== DATA FOR THIS TASK ==
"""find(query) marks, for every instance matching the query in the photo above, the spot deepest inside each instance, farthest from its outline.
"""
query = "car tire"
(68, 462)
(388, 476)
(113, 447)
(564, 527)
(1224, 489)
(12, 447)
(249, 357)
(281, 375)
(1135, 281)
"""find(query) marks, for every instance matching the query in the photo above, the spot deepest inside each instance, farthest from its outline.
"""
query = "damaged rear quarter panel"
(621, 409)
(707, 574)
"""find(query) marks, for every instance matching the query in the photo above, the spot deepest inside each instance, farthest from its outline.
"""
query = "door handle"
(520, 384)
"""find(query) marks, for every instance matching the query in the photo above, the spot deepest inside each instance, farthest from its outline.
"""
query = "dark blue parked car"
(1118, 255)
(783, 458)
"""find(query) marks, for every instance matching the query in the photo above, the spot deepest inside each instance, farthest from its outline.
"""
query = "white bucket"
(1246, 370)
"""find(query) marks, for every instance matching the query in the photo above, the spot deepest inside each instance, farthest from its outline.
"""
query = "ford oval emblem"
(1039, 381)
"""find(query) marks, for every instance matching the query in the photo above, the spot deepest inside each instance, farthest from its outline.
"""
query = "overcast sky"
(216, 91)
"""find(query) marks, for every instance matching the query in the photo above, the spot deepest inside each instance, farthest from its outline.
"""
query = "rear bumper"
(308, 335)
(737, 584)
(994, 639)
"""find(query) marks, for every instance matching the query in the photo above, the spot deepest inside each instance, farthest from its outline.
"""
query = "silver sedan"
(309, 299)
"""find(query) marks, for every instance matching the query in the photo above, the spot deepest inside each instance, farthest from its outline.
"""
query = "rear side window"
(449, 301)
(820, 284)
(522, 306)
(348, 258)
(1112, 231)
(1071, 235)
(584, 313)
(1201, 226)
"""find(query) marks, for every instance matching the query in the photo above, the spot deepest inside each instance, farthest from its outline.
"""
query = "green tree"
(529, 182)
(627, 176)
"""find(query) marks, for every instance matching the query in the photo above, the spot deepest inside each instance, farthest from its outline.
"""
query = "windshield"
===
TASK TO CARRY OUT:
Each line of the material should be duplicated exactly, please.

WORKED ANSWER:
"""find(query) marks, for every instance matching the query in the photo above, the spot deepest inside each instance, farthest from its outline.
"""
query = "car tire"
(68, 462)
(388, 476)
(113, 447)
(564, 527)
(1224, 489)
(12, 447)
(249, 357)
(281, 375)
(1135, 281)
"""find(query) marks, for every instance matching the query in the photo above, the spot deepest inside each instance, farthest from its outline.
"""
query = "damaged rear quarter panel"
(621, 409)
(707, 574)
"""find(query) marks, for every instance matching the query in the photo above, the spot deepest inside each instance, farthest from its outline.
"""
query = "door handle"
(520, 384)
"""find(query) marks, for every instance matching the query in the photo above, the spot deepest inside each instance, farthest from its outline.
"""
query = "dark blue parked car"
(1118, 255)
(783, 458)
"""find(query) marks, for every instance matching the query in the photo above, the spot deepest inside each instance, farthest from its outline.
"""
query = "white bucket"
(1246, 370)
"""find(query) marks, for every instance matching the query in the photo above, the spot deepest inside each instance, farthest from its outline.
"""
query = "ford oval emblem"
(1039, 381)
"""find(query) marks, for every instance matching the query in the photo above, the spot deepest inside each instance, farthest from its outline.
"""
query = "overcast sky"
(216, 91)
"""find(query) marks, for every instance matching the query in the photo above, the spot deepest inside each instance, farthest from its outline.
"""
query = "rear bumper"
(308, 335)
(737, 584)
(994, 639)
"""find(query) marks, for every instance matching the query in the photo above, the spot deepest inside each instance, farthest from its outline.
"""
query = "silver sedan"
(309, 299)
"""find(query) marks, for every instance matching the query in the photo above, the spot deepest inside each instance, farthest from its outline.
"""
query = "rear side window"
(449, 301)
(820, 284)
(522, 306)
(348, 258)
(1112, 231)
(1071, 235)
(584, 313)
(1201, 226)
"""find(query) marks, for every instance matching the query in the photo above, the spot deepest inside each instance, farthest from its outline.
"""
query = "green tree"
(529, 182)
(627, 176)
"""find(query) marks, for every instance matching the query in the photo above, the spot deepest inside each instance, farthest from its outline.
"""
query = "windshield"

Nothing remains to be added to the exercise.